-- START OF Input rows --
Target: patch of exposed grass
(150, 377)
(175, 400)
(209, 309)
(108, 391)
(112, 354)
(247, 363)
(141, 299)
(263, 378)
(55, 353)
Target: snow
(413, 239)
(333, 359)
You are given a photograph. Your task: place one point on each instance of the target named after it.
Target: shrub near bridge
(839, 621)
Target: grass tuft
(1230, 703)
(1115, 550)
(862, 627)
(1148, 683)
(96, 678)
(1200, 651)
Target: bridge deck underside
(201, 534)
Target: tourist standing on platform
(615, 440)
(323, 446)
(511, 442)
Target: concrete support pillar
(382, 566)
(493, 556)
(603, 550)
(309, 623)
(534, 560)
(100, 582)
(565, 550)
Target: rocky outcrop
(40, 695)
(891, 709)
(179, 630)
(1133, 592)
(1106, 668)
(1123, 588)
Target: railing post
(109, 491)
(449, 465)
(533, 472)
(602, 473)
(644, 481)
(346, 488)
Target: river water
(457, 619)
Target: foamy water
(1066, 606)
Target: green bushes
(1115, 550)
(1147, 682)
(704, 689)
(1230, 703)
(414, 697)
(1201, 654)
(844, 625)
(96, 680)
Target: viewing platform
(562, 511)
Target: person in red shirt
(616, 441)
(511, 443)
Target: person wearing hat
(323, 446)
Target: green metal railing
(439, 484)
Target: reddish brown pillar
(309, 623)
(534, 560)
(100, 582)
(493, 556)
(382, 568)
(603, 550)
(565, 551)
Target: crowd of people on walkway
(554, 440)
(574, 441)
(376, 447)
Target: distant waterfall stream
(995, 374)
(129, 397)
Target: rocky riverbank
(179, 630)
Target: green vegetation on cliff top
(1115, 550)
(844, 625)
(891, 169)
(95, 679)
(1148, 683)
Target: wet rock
-- END OF Input rows --
Required task: Put the records from the line containing "Target: railing post" through the end of the records into a numbered list, leaving out blank lines. Include both ends and nothing else.

Final result:
1. Target: railing post
2. (109, 491)
3. (449, 465)
4. (533, 472)
5. (602, 473)
6. (644, 481)
7. (346, 488)
8. Target: river water
9. (457, 619)
10. Target: foamy water
11. (1066, 606)
12. Target: green bushes
13. (1115, 550)
14. (1147, 682)
15. (704, 689)
16. (1230, 703)
17. (414, 697)
18. (1201, 654)
19. (844, 625)
20. (96, 680)
21. Target: viewing platform
22. (562, 511)
23. Target: person in red shirt
24. (616, 441)
25. (511, 443)
26. Target: person wearing hat
27. (323, 446)
28. Target: green metal railing
29. (439, 484)
30. Target: reddish brown pillar
31. (309, 623)
32. (534, 560)
33. (100, 582)
34. (493, 556)
35. (382, 568)
36. (603, 550)
37. (565, 551)
38. Target: crowd of people on walkway
39. (554, 440)
40. (574, 441)
41. (376, 447)
42. Target: distant waterfall stream
43. (995, 374)
44. (129, 397)
45. Target: rocky riverbank
46. (179, 630)
47. Target: green vegetation on cliff top
48. (1115, 550)
49. (844, 625)
50. (891, 169)
51. (95, 679)
52. (1148, 683)
53. Target: wet rock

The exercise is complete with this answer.